Work to complete ->
Starting at the line that contains "wood console table shown in the photo above." and continuing through the last line below, rewrite those lines with every "instance" changed to "occurrence" and nothing else altered.

Source material ->
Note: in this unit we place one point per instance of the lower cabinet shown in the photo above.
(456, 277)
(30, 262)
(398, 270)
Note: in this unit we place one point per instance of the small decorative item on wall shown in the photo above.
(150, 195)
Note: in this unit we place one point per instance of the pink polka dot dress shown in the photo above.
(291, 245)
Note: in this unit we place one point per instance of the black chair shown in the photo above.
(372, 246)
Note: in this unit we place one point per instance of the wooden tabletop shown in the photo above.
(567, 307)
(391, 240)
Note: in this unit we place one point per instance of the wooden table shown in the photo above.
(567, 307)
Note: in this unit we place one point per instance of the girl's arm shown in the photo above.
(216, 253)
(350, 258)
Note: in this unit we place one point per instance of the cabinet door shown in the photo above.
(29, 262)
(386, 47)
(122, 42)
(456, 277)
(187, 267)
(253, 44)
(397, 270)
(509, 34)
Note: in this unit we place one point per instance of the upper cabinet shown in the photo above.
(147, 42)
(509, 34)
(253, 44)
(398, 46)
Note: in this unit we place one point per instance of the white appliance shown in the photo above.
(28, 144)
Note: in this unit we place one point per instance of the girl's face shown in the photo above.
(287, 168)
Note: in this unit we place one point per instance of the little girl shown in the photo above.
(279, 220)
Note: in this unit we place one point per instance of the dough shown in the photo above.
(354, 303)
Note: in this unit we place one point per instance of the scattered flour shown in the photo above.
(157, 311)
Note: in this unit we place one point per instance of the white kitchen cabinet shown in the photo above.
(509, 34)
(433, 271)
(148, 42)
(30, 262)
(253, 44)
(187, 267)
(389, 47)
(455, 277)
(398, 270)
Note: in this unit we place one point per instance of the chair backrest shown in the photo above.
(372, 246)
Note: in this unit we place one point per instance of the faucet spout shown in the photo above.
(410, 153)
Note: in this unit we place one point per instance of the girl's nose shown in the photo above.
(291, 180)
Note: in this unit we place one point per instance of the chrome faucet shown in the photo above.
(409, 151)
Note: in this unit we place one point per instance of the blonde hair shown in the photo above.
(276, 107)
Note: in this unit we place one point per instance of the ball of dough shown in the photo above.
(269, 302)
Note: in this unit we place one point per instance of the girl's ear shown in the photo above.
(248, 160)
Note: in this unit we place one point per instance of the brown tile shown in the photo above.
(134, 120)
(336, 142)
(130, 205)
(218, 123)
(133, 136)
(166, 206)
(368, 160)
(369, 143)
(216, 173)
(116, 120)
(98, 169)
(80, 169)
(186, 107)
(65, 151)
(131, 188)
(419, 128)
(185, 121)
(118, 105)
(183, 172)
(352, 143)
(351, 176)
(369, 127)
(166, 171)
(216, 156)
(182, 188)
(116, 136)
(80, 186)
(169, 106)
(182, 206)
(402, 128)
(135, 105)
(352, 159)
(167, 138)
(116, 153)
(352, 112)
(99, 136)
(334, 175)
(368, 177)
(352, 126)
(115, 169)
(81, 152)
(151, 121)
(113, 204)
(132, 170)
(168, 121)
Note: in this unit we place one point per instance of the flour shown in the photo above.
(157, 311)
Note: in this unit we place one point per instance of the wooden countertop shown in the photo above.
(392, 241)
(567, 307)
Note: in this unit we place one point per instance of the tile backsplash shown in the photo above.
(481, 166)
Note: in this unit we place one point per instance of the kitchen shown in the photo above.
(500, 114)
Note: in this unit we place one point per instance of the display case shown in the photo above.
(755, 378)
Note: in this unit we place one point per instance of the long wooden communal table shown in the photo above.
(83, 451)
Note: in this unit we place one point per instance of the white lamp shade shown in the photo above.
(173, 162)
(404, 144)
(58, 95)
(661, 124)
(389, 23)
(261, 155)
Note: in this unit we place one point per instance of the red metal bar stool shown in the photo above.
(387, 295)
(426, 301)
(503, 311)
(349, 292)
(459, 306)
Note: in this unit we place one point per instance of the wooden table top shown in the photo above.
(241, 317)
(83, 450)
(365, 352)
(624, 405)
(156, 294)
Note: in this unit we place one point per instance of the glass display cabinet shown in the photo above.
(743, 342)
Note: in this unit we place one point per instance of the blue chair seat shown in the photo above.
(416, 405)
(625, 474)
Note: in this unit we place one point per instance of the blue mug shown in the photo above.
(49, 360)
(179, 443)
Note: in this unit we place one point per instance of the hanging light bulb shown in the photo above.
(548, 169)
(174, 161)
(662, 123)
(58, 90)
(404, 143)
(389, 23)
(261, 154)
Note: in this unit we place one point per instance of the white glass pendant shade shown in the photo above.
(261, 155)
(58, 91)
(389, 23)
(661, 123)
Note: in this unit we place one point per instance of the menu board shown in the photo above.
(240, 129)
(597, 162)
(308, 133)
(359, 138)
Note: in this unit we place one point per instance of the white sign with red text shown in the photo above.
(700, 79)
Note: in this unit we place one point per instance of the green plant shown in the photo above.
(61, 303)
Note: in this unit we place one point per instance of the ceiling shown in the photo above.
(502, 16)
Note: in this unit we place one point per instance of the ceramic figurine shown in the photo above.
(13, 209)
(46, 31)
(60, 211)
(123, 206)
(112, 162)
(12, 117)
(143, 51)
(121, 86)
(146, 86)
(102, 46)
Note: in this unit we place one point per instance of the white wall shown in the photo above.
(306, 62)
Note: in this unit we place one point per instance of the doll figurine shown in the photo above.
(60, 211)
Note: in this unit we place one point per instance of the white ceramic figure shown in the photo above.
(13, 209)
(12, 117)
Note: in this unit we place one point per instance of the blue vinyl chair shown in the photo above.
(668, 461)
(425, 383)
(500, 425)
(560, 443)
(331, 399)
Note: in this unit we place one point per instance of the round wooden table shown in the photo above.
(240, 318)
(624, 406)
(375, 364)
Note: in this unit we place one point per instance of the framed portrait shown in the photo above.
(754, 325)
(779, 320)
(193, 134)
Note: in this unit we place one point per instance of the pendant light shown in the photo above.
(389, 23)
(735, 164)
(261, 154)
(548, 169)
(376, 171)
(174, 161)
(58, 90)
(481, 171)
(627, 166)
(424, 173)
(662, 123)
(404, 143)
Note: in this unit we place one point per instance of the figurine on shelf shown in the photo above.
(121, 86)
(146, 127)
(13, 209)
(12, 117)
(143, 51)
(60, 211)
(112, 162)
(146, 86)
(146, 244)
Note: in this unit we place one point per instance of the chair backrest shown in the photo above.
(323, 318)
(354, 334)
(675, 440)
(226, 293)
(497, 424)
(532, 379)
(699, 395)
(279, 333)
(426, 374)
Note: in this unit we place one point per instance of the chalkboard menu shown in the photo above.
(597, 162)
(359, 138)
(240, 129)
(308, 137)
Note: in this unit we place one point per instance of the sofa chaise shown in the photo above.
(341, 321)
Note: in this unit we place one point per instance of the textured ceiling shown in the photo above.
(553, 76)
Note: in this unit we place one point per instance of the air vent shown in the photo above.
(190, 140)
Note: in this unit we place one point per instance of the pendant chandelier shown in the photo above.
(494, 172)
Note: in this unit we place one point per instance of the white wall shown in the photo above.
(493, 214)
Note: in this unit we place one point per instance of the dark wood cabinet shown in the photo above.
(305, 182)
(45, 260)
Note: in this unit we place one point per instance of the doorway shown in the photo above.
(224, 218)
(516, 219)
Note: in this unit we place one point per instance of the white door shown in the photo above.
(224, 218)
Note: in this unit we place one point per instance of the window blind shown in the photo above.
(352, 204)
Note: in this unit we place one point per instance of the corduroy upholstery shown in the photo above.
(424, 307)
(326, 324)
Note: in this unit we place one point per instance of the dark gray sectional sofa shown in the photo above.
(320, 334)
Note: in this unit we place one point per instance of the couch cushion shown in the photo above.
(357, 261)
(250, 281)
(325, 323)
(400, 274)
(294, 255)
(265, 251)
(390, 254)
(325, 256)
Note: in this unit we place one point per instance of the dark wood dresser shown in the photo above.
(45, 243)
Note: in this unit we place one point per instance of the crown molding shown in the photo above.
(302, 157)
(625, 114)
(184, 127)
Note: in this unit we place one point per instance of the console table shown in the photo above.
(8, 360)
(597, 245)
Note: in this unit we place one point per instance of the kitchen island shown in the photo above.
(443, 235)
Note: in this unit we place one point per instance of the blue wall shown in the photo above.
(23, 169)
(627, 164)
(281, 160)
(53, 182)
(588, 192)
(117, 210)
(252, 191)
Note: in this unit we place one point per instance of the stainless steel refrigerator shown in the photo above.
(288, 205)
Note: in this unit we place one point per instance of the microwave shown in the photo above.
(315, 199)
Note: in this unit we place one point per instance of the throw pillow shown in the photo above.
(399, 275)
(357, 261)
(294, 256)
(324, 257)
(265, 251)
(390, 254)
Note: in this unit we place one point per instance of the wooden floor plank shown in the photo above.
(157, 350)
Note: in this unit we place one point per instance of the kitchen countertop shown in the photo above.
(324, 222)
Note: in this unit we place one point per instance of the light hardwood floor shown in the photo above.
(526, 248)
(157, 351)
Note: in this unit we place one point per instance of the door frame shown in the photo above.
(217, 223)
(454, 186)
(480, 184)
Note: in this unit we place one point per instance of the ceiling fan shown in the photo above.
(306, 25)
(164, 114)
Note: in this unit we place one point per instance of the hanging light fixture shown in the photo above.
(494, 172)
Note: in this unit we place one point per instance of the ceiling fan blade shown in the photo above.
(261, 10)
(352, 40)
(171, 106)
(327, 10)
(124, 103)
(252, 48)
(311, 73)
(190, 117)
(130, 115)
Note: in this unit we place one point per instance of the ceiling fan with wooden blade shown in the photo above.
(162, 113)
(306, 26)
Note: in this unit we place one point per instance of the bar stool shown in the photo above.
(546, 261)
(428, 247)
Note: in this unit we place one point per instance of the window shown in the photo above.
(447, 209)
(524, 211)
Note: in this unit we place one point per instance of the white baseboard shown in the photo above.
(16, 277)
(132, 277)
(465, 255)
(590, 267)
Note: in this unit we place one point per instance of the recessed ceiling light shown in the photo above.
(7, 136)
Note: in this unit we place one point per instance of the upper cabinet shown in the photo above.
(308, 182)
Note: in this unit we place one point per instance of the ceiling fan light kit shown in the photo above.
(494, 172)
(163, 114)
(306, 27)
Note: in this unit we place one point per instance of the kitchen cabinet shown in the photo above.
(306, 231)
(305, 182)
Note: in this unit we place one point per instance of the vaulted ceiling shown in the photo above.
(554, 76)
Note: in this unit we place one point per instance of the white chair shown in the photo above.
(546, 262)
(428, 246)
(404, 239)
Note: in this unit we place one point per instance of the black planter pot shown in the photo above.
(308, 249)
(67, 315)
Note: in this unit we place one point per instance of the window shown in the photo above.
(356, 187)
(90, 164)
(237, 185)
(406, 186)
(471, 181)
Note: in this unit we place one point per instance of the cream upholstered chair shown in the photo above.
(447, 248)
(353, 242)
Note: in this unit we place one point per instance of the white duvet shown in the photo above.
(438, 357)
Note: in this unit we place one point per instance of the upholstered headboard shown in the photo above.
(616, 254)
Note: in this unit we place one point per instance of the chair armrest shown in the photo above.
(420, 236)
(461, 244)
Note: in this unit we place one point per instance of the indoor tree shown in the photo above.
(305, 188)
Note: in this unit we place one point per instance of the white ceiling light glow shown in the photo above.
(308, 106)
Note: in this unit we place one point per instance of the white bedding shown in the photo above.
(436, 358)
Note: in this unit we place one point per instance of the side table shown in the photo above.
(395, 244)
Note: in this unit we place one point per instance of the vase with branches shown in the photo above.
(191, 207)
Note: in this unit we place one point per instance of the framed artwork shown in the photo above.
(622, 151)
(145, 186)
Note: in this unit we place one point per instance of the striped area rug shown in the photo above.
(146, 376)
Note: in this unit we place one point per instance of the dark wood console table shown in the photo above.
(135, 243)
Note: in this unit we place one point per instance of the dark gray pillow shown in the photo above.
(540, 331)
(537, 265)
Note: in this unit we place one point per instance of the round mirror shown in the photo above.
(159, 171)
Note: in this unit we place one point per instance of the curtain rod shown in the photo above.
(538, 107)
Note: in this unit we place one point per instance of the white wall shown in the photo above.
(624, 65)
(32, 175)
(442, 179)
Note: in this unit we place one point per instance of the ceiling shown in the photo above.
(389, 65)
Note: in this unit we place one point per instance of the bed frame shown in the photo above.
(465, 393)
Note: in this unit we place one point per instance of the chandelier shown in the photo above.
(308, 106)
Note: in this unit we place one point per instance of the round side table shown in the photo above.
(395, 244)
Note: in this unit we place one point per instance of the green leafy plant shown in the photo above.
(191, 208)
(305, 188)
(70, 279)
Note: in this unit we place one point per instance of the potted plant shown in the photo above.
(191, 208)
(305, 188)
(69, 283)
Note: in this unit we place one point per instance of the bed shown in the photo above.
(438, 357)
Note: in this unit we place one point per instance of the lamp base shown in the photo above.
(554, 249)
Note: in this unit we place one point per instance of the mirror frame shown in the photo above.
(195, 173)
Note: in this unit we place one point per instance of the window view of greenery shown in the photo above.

Exercise solution ->
Note: in this unit we place one point per occurrence of the dark wood console table shown in the photo above.
(135, 243)
Note: in this unit we place one point per occurrence of the dark gray pillow shown in the photo above.
(540, 331)
(537, 265)
Note: in this unit we place one point per occurrence of the round mirror shown in the photo above.
(159, 171)
Note: in this unit we place one point per occurrence of the curtain rod shown in the photo above.
(538, 107)
Note: in this unit we place one point per occurrence of the white wall shown in the photo above.
(624, 65)
(32, 175)
(442, 179)
Note: in this unit we place one point per occurrence of the ceiling shown in the photo above.
(389, 65)
Note: in this unit we place one point per occurrence of the bed frame shown in the photo above.
(465, 393)
Note: in this unit we place one point per occurrence of the chandelier shown in the photo above.
(308, 106)
Note: in this unit we place one point per occurrence of the round side table shown in the photo above.
(395, 244)
Note: in this unit we place one point per occurrence of the green leafy plant shown in the photo above.
(191, 208)
(305, 188)
(70, 279)
Note: in this unit we place one point per occurrence of the potted plant shown in the photo above.
(191, 208)
(305, 188)
(69, 283)
Note: in this unit we place one point per occurrence of the bed shown in the photo above.
(438, 357)
Note: in this unit we place one point per occurrence of the lamp base shown in the photo above.
(554, 249)
Note: in this unit we place one point per occurrence of the mirror frame shown in the photo above.
(195, 173)
Note: in this unit we place one point per occurrence of the window view of greenery shown in the photo above.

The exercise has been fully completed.